Exercise text:
These properties are enforced during the recover_valid_chain function src/storage_engine/data_store.rs:383-482 which validates the chain structure on every file open.

Sources: src/storage_engine/data_store.rs:383-482


Recovery Mechanisms

SIMD R Drive implements automatic recovery to handle incomplete writes from crashes, power loss, or other interruptions. The recovery process occurs transparently during DataStore::open.

graph TB
    Start["Open Storage File"]
CheckSize{{"File Size ≥\nMETADATA_SIZE?"}}
EmptyFile["Return offset 0\n(Empty File)"]
InitCursor["cursor = file_length"]
ReadMeta["Read metadata at\ncursor - METADATA_SIZE"]
ExtractPrev["Extract prev_offset"]
CalcBounds["Calculate entry bounds\nusing prepad_len"]
ValidateBounds{{"Entry bounds valid?"}}
DecrementCursor["cursor -= 1"]
WalkBackward["Walk chain backward\nusing prev_offset"]
CheckChain{{"Chain reaches\noffset 0?"}}
CheckSize2{{"Total size ≤\nfile_length?"}}
FoundValid["Store valid offset\nbest_valid_offset = cursor"]
MoreToCheck{{"cursor ≥\nMETADATA_SIZE?"}}
ReturnBest["Return best_valid_offset"]
Truncate["Truncate file to\nbest_valid_offset"]
Reopen["Recursively reopen\nDataStore::open"]
BuildIndex["Build KeyIndexer\nfrom valid chain"]
Complete["Recovery Complete"]
Start --> CheckSize
 
   CheckSize -->|No| EmptyFile
 
   CheckSize -->|Yes| InitCursor
 
   EmptyFile --> Complete
    
 
   InitCursor --> ReadMeta
 
   ReadMeta --> ExtractPrev
 
   ExtractPrev --> CalcBounds
 
   CalcBounds --> ValidateBounds
    
 
   ValidateBounds -->|No| DecrementCursor
 
   ValidateBounds -->|Yes| WalkBackward
    
 
   WalkBackward --> CheckChain
 
   CheckChain -->|No| DecrementCursor
 
   CheckChain -->|Yes| CheckSize2
    
 
   CheckSize2 -->|No| DecrementCursor
 
   CheckSize2 -->|Yes| FoundValid
    
 
   FoundValid --> ReturnBest
    
 
   DecrementCursor --> MoreToCheck
 
   MoreToCheck -->|Yes| ReadMeta
 
   MoreToCheck -->|No| ReturnBest
    
 
   ReturnBest --> Truncate
 
   Truncate --> Reopen
 
   Reopen --> BuildIndex
 
   BuildIndex --> Complete

Recovery Algorithm

Sources: src/storage_engine/data_store.rs:383-482 src/storage_engine/data_store.rs:91-104

Recovery Steps Detailed

Step 1: Backward Scan

Starting from the end of file, the recovery algorithm scans backward looking for valid metadata entries. For each potential metadata location src/storage_engine/data_store.rs:390-394:

  • Reads 20 bytes of metadata
  • Deserializes into EntryMetadata structure
  • Extracts prev_offset (previous tail)

Problem 1: In the recovery mechanisms text, how many bytes of metadata does the backward scan read at each potential metadata location?
Problem 2: Write out the recovery mechanisms text from "Step 1: Backward" to "prev_offset (previous tail)".

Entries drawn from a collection
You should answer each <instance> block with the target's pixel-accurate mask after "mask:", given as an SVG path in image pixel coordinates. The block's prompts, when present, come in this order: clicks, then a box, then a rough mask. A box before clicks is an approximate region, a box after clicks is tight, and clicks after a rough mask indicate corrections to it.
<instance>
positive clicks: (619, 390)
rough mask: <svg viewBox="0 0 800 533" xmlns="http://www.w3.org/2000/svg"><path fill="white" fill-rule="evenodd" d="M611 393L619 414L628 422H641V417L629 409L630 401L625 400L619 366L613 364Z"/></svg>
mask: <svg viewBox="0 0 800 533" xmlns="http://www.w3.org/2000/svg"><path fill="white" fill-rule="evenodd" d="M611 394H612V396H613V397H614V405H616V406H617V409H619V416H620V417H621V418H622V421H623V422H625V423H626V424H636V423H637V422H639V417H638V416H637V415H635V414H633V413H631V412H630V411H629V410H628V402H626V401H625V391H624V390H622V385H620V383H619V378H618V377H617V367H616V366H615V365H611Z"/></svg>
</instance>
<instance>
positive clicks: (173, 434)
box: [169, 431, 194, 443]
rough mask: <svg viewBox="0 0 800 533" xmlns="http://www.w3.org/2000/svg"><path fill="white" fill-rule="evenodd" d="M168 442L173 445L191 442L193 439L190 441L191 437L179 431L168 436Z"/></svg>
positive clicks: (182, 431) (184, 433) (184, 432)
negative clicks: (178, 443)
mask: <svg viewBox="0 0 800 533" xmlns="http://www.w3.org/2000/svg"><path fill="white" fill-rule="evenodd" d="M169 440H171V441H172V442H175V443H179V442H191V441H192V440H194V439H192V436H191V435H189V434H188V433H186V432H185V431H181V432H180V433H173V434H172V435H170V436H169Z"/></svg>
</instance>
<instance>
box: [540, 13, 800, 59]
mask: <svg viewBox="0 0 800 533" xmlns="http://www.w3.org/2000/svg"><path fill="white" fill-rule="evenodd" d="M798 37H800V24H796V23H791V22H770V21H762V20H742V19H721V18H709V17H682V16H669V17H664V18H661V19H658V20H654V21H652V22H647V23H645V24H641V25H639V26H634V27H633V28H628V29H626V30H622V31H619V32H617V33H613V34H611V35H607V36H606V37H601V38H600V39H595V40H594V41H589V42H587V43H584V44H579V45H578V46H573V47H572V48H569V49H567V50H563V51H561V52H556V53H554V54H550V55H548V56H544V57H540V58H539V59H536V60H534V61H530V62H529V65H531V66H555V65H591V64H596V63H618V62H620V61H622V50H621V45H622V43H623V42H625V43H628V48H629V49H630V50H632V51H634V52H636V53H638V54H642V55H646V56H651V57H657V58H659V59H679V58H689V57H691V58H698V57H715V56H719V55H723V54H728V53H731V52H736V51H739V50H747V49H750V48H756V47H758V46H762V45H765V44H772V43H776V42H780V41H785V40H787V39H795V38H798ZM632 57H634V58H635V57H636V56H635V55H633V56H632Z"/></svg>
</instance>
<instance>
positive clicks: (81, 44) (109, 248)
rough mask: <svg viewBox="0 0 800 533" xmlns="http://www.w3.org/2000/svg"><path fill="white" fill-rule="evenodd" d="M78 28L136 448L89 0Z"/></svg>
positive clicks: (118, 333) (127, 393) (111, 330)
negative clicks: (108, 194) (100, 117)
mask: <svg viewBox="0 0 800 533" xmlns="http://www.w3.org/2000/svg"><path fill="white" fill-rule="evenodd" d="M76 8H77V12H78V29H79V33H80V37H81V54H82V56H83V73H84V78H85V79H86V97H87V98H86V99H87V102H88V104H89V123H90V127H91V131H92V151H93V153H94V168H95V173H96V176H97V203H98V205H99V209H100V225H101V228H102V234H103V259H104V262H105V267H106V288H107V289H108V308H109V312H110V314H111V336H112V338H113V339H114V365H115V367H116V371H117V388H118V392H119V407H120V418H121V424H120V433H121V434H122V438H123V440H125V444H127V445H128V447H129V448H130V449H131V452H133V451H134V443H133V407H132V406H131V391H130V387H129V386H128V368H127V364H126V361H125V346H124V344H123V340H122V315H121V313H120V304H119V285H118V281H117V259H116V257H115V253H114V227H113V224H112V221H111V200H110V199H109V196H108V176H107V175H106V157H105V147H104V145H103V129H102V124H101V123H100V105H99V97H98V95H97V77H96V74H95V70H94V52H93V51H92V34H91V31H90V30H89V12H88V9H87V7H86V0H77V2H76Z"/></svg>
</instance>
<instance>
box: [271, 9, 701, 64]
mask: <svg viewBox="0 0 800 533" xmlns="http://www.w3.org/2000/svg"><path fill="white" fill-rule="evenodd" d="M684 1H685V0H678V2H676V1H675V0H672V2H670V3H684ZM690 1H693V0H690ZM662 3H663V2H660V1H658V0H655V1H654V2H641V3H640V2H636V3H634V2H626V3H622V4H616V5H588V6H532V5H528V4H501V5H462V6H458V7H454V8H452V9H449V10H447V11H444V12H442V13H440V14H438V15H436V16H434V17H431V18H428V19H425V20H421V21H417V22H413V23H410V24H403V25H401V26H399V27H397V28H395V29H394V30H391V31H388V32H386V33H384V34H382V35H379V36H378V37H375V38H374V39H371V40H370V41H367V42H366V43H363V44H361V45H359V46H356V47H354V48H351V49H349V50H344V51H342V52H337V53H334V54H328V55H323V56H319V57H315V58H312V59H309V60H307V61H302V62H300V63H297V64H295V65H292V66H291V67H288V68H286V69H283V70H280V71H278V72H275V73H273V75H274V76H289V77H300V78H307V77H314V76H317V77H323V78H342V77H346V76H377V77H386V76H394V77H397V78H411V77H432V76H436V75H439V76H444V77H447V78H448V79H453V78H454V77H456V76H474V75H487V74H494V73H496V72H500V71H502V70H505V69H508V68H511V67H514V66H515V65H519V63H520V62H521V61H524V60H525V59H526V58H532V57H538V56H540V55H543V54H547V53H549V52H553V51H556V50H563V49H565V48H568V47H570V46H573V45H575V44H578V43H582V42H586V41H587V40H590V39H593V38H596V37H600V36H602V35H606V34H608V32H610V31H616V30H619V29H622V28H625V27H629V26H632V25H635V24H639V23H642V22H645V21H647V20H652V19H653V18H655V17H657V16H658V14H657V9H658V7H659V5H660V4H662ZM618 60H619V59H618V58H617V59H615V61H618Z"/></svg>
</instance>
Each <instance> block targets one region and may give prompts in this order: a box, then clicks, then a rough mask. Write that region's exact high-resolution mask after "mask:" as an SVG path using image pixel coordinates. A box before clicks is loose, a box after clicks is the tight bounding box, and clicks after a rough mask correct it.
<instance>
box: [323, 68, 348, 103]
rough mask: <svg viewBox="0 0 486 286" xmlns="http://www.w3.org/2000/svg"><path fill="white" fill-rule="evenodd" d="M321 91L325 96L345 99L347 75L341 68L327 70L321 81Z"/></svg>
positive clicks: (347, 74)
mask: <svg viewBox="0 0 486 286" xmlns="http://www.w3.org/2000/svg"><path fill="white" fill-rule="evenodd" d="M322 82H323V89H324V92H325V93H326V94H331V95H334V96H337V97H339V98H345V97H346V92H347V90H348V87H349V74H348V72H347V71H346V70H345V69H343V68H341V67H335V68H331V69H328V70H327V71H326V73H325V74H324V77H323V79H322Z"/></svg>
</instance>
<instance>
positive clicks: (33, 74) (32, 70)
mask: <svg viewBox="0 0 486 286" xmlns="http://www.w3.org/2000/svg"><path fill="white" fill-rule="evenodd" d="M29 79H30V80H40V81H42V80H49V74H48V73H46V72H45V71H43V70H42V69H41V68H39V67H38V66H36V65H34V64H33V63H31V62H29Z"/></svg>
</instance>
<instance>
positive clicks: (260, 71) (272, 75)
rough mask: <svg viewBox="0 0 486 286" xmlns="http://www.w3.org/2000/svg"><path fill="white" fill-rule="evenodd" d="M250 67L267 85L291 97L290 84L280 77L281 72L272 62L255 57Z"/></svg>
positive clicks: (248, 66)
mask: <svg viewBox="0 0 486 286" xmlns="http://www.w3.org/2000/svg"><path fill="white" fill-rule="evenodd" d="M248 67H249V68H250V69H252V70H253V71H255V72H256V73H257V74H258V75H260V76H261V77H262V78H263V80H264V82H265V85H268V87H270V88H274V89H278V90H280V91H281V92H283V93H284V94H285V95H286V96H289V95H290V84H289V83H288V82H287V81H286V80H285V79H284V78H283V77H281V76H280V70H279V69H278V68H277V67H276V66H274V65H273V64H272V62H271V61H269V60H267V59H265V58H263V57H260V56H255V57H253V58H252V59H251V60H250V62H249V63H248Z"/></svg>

Answer section 1: It reads 20 bytes of metadata.

Answer section 2:
Step 1: Backward Scan

Starting from the end of file, the recovery algorithm scans backward looking for valid metadata entries. For each potential metadata location src/storage_engine/data_store.rs:390-394:

  • Reads 20 bytes of metadata
  • Deserializes into EntryMetadata structure
  • Extracts prev_offset (previous tail)